__WHAT YOU WILL DO__. Copy every line below word for word, leaving out the picture.

▬▬▬▬▬▬

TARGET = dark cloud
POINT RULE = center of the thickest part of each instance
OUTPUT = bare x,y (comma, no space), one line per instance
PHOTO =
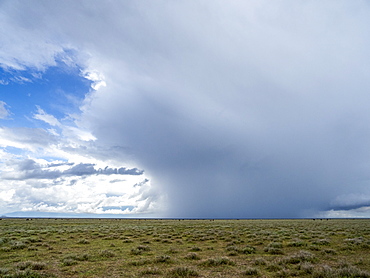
30,169
244,109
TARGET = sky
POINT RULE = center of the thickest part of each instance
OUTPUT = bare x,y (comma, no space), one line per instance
196,109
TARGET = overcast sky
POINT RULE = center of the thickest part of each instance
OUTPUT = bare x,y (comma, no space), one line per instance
185,108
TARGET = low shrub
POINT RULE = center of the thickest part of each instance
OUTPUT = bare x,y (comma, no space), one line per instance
217,261
183,272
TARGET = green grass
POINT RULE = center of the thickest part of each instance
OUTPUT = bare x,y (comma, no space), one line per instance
186,248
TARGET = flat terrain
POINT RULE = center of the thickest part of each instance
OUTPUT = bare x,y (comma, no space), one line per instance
184,248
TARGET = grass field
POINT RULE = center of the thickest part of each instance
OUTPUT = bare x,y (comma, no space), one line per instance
184,248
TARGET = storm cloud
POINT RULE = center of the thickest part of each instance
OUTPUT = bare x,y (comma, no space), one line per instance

▬▬▬▬▬▬

__TASK SOLUTION__.
TARGET = dark cloud
POINT RULE = center of the thickest part of each instance
OUTPUT = bare x,y (comma, no space), one line per instance
PHOTO =
30,169
244,109
TARGET = sky
POINT RULE = center of the thickest part of each instance
OUTPUT = bare x,y (comma, no space), one line per instance
196,109
TARGET = overcast sky
POINT RULE = center of the thickest part of each instance
OUTPUT = bare x,y (comma, no space), one line per instance
185,108
TARGET = low shrub
POINT RULE = center of the thickest part of each instance
OUTPUT = bare x,y (comma, no space), one line per instance
217,261
183,272
TARGET = green grass
POINT RULE = center of the thickest part of each instance
OUTPUT = bare x,y (comma, no space), one line per instance
186,248
TARGET = flat terrain
POINT RULE = center of the thickest part of each instance
OUTPUT = bare x,y (comma, no space), one line per instance
184,248
TARGET = grass field
POINT RULE = center of the thickest part of each instance
OUTPUT = bare x,y (comma, no space), one line per instance
184,248
TARGET = storm cloud
POINT RULE = center of the thickest part of each instance
OUTPUT = bare x,y (comma, no space), one line per instance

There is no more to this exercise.